*LATIHAN 1*. Kutip bagian dokumen sumber yang dimulai dengan "Saya menyimak nara" dan berlanjut hingga "moyangnya bersama jasadnya.".
*LATIHAN 2*. Menurut dokumen sumber, siapa penulis buku Folklore Indonesia?

──────── DOKUMEN SUMBER

Sunday, August 6, 2017

Hari Ke-15

Perjalanan menuju kepada sesuatu yang baru, yang mungkin sebagian tidak dapat diterima akal sehat. Perpaduan antara fakta, sejarah, dan mitos. James Dananjaya, penulis buku Folklore Indonesia, menyarankan agar setiap orang Indonesia mencatat setiap cerita, dongeng, kisah, atau mitos yang beredar disekitarnya sehingga nantinya dapat menjadi bahan kajian yang lebih mendalam.  Dijadikan folklore milik masyarakat yang membangun dan menjadi penyangga bagi keberadaban masyarakat selanjutnya. 

Saya menyimak nara kisah yang meriwayatkan nenek moyangnya yang tinggal di. Seperti kehawatiran James Dananjaya, penyaji kisah, tidak memiliki sebaris tulisanpun tentang kisah nenek moyanyanya yang menurutnya patut untuk disebarluaskan dan diketahui banyak orang. Dengan tidak ditulisanya kisah nenek moyangnya, sedikit sekali orang yang dapat mengakses kisahnya. Mungkin, ketika dia meniggal, maka terkubur pula kisah-kisah kepahlawanan, kehebatan moyangnya bersama jasadnya.

────────────────
──────── ENTRI YANG DIBERIKAN

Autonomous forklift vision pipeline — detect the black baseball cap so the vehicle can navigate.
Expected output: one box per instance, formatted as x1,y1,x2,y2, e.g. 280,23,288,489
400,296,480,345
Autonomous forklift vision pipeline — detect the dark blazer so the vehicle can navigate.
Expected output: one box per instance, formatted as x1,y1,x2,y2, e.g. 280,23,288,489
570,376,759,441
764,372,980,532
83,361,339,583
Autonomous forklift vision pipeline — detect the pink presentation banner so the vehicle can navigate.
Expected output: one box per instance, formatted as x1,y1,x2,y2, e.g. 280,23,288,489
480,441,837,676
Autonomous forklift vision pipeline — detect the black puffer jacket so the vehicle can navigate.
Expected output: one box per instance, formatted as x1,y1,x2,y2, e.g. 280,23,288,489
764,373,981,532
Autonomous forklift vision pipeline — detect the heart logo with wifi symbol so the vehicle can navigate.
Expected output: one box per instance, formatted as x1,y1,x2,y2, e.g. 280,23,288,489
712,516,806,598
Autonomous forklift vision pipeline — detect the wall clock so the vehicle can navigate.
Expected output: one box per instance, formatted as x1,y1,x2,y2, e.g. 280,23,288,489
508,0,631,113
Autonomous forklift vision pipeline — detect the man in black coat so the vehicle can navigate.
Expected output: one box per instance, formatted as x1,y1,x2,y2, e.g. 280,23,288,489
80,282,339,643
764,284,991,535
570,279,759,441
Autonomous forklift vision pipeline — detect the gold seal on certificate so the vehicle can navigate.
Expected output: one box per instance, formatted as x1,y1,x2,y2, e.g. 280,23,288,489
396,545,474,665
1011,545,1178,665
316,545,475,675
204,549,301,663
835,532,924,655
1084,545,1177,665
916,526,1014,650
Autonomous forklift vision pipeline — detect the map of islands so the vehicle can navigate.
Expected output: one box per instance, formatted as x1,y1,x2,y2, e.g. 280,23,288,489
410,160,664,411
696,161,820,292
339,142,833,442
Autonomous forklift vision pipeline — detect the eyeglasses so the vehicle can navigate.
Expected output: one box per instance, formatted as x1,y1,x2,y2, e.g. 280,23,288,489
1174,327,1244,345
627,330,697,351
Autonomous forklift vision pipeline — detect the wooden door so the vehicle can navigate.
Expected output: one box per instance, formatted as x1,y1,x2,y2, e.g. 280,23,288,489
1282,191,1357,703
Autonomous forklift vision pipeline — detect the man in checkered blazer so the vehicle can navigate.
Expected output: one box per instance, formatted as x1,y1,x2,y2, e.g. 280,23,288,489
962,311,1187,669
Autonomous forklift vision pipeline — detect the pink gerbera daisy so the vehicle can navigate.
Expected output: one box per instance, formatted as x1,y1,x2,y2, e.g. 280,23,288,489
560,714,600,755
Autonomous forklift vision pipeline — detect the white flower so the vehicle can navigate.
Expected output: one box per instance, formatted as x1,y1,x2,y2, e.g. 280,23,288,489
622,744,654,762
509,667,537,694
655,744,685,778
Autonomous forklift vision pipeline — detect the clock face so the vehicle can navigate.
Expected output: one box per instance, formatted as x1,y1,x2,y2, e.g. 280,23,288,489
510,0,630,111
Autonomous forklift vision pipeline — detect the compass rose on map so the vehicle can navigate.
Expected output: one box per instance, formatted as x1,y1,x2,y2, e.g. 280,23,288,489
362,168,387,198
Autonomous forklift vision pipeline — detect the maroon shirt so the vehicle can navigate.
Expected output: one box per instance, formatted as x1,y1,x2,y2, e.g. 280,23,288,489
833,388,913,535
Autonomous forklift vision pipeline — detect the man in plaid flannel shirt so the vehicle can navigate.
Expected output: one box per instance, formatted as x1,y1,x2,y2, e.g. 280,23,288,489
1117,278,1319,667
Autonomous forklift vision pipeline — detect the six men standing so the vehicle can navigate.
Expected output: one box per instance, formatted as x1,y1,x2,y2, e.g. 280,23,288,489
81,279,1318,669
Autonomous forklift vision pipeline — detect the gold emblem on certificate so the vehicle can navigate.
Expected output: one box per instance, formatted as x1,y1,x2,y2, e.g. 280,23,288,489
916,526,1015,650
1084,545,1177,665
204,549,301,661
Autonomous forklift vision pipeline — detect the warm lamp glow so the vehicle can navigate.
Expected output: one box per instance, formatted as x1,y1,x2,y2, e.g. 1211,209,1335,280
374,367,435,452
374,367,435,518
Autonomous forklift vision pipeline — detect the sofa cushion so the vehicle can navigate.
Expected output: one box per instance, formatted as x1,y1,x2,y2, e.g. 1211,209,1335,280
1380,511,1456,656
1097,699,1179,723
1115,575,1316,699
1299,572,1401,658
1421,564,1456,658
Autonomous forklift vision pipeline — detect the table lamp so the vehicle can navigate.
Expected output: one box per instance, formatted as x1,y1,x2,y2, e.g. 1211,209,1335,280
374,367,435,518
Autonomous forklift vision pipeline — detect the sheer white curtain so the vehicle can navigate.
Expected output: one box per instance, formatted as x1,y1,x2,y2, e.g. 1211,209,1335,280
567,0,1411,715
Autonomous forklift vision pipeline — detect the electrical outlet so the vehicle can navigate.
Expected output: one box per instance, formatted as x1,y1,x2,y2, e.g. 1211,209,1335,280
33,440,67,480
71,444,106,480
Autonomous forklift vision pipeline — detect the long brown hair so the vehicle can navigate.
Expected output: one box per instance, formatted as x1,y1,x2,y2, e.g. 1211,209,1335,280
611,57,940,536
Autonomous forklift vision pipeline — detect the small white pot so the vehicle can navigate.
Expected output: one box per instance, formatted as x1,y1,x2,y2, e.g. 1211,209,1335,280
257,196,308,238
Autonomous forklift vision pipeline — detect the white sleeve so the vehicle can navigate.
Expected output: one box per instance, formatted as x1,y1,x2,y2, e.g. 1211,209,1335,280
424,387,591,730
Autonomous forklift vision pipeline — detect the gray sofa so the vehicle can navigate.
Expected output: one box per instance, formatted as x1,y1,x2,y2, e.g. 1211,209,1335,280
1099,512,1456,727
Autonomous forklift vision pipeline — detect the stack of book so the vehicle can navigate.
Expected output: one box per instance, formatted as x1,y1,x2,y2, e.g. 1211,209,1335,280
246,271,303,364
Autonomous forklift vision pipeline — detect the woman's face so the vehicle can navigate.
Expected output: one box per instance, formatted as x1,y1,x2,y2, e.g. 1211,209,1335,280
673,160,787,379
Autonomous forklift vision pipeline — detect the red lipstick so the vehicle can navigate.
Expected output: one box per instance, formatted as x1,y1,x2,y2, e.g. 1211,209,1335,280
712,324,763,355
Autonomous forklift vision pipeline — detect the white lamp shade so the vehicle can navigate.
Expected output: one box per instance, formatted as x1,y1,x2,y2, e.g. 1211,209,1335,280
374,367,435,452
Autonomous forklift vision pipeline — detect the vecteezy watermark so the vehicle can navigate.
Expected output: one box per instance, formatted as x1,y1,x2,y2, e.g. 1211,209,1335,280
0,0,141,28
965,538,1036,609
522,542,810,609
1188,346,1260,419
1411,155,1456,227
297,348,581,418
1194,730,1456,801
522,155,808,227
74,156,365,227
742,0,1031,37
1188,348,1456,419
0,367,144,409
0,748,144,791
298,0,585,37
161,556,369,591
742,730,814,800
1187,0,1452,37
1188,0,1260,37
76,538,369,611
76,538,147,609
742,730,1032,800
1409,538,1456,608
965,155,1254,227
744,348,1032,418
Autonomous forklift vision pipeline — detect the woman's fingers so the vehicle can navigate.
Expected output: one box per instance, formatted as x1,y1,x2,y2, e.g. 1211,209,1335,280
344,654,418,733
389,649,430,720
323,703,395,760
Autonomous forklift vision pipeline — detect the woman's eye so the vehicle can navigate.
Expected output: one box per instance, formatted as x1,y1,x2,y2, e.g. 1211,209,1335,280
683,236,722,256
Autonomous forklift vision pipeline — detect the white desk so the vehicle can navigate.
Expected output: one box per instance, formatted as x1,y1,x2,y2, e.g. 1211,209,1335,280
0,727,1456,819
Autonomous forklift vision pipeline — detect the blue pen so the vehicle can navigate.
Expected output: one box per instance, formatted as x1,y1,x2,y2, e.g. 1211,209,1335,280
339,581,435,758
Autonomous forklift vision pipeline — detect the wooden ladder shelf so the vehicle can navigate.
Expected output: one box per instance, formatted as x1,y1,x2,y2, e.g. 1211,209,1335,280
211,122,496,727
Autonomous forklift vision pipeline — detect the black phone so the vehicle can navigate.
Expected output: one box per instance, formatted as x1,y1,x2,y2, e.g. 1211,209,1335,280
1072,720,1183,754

────────────────

*JAWABAN 1*.
Saya menyimak nara kisah yang meriwayatkan nenek moyangnya yang tinggal di. Seperti kehawatiran James Dananjaya, penyaji kisah, tidak memiliki sebaris tulisanpun tentang kisah nenek moyanyanya yang menurutnya patut untuk disebarluaskan dan diketahui banyak orang. Dengan tidak ditulisanya kisah nenek moyangnya, sedikit sekali orang yang dapat mengakses kisahnya. Mungkin, ketika dia meniggal, maka terkubur pula kisah-kisah kepahlawanan, kehebatan moyangnya bersama jasadnya.

*JAWABAN 2*. James Dananjaya.